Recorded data

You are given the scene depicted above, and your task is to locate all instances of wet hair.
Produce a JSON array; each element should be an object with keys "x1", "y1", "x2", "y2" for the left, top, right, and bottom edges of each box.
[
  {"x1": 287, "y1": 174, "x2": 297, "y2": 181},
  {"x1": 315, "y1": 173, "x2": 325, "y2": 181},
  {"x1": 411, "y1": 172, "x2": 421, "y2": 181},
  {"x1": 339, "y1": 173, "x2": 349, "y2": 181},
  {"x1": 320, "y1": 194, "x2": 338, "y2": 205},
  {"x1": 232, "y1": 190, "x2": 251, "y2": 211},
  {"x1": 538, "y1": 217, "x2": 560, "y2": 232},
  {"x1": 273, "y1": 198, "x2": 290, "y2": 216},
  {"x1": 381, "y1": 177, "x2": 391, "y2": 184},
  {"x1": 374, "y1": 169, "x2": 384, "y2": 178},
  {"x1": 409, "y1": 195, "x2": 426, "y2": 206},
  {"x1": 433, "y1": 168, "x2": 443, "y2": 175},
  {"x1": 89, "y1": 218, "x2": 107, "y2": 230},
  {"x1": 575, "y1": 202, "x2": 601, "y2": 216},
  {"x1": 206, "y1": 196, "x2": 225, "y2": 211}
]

• What is expected: Word for word, give back all of the records.

• Task response:
You are given the scene depicted above, and your task is to locate all instances of wet hair.
Produce a JSON array; each element should be an object with keys "x1", "y1", "x2", "y2" for the left, top, right, and bottom edges of each box.
[
  {"x1": 287, "y1": 174, "x2": 297, "y2": 181},
  {"x1": 315, "y1": 173, "x2": 325, "y2": 181},
  {"x1": 411, "y1": 172, "x2": 421, "y2": 181},
  {"x1": 339, "y1": 173, "x2": 349, "y2": 181},
  {"x1": 320, "y1": 194, "x2": 338, "y2": 205},
  {"x1": 232, "y1": 190, "x2": 251, "y2": 211},
  {"x1": 538, "y1": 217, "x2": 560, "y2": 232},
  {"x1": 273, "y1": 198, "x2": 290, "y2": 216},
  {"x1": 381, "y1": 177, "x2": 391, "y2": 184},
  {"x1": 374, "y1": 169, "x2": 384, "y2": 178},
  {"x1": 409, "y1": 195, "x2": 426, "y2": 206},
  {"x1": 433, "y1": 168, "x2": 443, "y2": 175},
  {"x1": 89, "y1": 218, "x2": 107, "y2": 230},
  {"x1": 575, "y1": 202, "x2": 601, "y2": 216},
  {"x1": 206, "y1": 196, "x2": 225, "y2": 211}
]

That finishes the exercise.